▸ **TEXT SEGMENT**:
Mappings are a simple and interpretable alternative representation for categorical data. By introducing a continuous representation, mappings allow getML's feature learning algorithms to apply arbitrary aggregations to categorical columns. Further, mappings enable huge gains in efficiency when learning patterns from categorical data. You can control the extent mappings are utilized by specifying the minimum number of matching rows required for categories that constitutes a mapping through the min_freq parameter.
Here is an example mapping from the CORA notebook:
DROP TABLE IF EXISTS "CATEGORICAL_MAPPING_1_1_1";
CREATE TABLE "CATEGORICAL_MAPPING_1_1_1"(key TEXT NOT NULL PRIMARY KEY, value NUMERIC);
INSERT INTO "CATEGORICAL_MAPPING_1_1_1"(key, value)
VALUES('Case_Based', 0.7109826589595376),
('Rule_Learning', 0.07368421052631578),
('Reinforcement_Learning', 0.0576923076923077),
('Theory', 0.0547945205479452),
('Genetic_Algorithms', 0.03157894736842105),
('Neural_Networks', 0.02088772845953003),
('Probabilistic_Methods', 0.01293103448275862);
Handling of free form text
getML provides the role text to annotate free form text fields within relational data structures. Learning from text columns works as follows: First, for each of the text columns, a vocabulary is built by taking into account the feature learner's text mining specific hyperparameter vocab_size. If a text field contains words that belong to the vocabulary, getML deals with columns of role text through one of two approaches: Text fields can either be integrated into features by learning conditions based on the mere presence (or absence) of certain words in those text fields (the default) or they can be split into a relational bag-of-words representation by means of the TextFieldSplitter preprocessor. Opting for the second approach is as easy as adding the TextFieldSplitter to the list of preprocessors on your Pipeline. The resulting bag of words can be viewed as another one-to-many relationship within our data model where each row holding a text field is related to n peripheral rows (n is the number of words in the text field). Consider the following example, where the text field is split into a relational bag of words.

▸ **INFORMATION GIVEN**:
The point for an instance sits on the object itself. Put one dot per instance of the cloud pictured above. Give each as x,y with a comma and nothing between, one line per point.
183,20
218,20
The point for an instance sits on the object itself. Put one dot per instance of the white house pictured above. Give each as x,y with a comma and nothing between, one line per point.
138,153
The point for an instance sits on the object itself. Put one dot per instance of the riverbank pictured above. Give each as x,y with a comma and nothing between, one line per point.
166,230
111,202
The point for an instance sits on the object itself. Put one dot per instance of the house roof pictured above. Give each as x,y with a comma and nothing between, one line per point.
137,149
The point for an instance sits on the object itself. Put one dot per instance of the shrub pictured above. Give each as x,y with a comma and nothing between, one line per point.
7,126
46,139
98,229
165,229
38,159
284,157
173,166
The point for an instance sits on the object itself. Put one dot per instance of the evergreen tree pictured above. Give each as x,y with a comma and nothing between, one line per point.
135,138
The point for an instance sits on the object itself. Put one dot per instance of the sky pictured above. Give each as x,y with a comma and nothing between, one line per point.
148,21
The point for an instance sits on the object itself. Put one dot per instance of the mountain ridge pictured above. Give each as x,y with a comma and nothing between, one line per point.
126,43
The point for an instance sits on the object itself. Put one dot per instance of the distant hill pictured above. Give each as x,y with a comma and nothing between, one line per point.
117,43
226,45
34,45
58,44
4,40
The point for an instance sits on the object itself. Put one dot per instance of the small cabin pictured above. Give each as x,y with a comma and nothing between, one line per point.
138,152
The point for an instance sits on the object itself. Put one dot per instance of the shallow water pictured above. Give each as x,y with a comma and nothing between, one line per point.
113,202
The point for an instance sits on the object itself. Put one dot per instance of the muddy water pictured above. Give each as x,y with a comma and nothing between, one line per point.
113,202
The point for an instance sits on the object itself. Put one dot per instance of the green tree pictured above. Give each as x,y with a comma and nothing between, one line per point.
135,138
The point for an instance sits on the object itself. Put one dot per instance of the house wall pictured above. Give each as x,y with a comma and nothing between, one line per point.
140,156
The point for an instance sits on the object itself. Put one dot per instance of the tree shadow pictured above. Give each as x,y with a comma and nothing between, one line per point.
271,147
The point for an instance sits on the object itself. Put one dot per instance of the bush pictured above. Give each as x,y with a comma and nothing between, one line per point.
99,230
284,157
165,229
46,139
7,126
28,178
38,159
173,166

▸ **REQUIRED ACTIONS**:
1: In the getML documentation, rewrite the paragraph beginning "Mappings are a simple and interpretable" as a short bulleted list that keeps its main facts.
2: According to the getML documentation, why can getML's feature learning algorithms apply arbitrary aggregations to categorical columns when mappings are used? Answer in one to three sentences.
3: Extend the getML documentation by continuing it from its final sentence.

▸ **RESPONSES FOR EACH TASK**:
1:
- Mappings are a simple, interpretable alternative representation for categorical data.
- Because they give a continuous representation, getML's feature learning algorithms can apply arbitrary aggregations to categorical columns.
- They bring large efficiency gains when learning patterns from categorical data.
- The min_freq parameter controls how much mappings are used by setting the minimum number of matching rows required for the categories that make up a mapping.

2: Mappings introduce a continuous representation for categorical data. That continuous representation is what lets the feature learning algorithms apply arbitrary aggregations to categorical columns.

3:
One row of a table with a text field
| rownum | text field |
|---|---|
| 52 | The quick brown fox jumps over the lazy dog |
The (implicit) peripheral table that results from splitting
| rownum | words |
|---|---|
| 52 | the |
| 52 | quick |
| 52 | brown |
| 52 | fox |
| 52 | jumps |
| 52 | over |
| 52 | the |
| 52 | lazy |
| 52 | dog |
As text fields now present another relation, getML's feature learning algorithms are able to learn structural logic from text fields' contents by applying aggregations over the resulting bag of words itself (COUNT WHERE words IN ('quick', 'jumps')). Further, by utilizing mappings, any aggregation applicable to a (mapped) categorical column can be applied to bag-of-words mappings as well.
Note that the splitting of text fields can be computationally expensive. If performance suffers too much, you may resort to the default behavior by removing the TextFieldSplitter from your Pipeline.